→ EXERCISE DIRECTIONS
Render the records as a two-column CSV with the headers text and answer, using only the part that opens with the line containing "For the evaluation set, indicate each instance of the green" and runs through the end of the records. Give one row per record, with each value in a single quoted field and line breaks replaced by spaces.

-- BEGIN INFORMATION SHOWN --

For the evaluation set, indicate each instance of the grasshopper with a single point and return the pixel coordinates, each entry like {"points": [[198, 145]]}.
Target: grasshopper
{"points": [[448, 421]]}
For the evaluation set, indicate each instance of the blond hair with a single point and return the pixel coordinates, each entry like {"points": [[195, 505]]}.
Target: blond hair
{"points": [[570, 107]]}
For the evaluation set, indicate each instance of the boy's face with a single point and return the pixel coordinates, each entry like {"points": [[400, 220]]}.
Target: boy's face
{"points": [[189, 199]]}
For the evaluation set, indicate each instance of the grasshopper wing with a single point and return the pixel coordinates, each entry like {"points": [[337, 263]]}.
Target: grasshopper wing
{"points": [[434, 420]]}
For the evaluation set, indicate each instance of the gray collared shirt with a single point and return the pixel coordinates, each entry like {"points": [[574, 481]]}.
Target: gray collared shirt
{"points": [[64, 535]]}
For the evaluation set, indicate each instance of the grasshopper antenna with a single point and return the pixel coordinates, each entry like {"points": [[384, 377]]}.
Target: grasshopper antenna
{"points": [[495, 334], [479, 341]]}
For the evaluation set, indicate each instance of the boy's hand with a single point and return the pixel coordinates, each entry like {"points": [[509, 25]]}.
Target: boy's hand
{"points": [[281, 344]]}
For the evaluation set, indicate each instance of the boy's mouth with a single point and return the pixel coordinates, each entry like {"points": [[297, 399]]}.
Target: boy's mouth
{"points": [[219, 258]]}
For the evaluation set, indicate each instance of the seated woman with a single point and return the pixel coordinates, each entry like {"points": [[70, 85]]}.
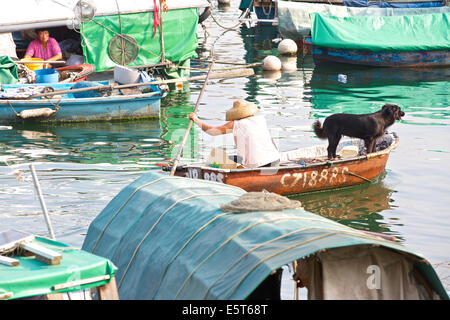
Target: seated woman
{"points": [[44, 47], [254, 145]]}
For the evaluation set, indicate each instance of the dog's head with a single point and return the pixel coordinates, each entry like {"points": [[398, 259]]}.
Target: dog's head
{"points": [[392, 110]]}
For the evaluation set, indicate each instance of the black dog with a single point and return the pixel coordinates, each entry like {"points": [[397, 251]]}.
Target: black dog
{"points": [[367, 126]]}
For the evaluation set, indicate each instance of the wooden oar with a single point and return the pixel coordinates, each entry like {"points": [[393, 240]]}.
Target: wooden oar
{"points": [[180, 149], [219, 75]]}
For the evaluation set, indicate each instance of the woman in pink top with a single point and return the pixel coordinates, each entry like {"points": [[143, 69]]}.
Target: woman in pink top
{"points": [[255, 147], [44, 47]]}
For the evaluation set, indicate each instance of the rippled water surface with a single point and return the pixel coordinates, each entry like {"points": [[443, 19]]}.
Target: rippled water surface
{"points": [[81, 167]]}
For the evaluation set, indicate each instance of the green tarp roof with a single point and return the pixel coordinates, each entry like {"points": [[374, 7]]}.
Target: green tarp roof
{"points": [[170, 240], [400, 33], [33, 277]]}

-- END INFORMATION SHOWN --

→ WRITTEN RESPONSE
text,answer
"For the evaluation set, indicate each instance of the green tarp roof with a single point and return the pixel coordinates, each entry like {""points"": [[374, 7]]}. Target: green tarp roof","{""points"": [[170, 240], [400, 33], [33, 277]]}"